What is expected: Whenever a line in the entries includes the word "already", copy that line out.

Data for the task:
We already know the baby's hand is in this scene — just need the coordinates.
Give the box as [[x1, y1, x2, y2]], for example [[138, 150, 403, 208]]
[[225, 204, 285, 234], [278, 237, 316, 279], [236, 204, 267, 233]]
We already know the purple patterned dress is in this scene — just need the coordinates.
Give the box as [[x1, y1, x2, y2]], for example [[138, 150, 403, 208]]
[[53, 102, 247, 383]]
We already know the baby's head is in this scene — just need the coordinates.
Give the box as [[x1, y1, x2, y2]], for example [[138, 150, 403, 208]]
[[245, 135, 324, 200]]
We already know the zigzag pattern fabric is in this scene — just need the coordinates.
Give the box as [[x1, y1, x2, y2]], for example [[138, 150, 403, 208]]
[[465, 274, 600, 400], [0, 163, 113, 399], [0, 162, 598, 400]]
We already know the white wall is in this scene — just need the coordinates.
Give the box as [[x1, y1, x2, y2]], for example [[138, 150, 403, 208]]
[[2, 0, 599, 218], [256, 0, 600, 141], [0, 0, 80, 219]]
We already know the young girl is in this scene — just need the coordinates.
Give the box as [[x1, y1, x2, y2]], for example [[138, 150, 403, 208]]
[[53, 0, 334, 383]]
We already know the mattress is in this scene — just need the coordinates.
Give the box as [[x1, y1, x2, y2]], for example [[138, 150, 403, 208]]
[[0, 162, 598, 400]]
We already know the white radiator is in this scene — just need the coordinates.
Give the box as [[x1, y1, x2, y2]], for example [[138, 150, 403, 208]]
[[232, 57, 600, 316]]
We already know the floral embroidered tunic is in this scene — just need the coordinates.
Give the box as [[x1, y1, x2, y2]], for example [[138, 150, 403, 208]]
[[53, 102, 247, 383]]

Output:
We already know the baby's hand is in this scene — just need the coordinates.
We already know the purple patterned dress is in this scene — just need the coordinates.
We already know the baby's head is in this scene — just need the coordinates.
We already know the zigzag pattern fabric is in this scene — just need the coordinates.
We already know the white wall is in this scene — just need the coordinates.
We already know the young girl is in this scene — just need the coordinates.
We already know the mattress is in this scene — just need the coordinates.
We already know the white radiator is in this scene — just need the coordinates.
We already know the floral embroidered tunic is in this scene — just need the coordinates.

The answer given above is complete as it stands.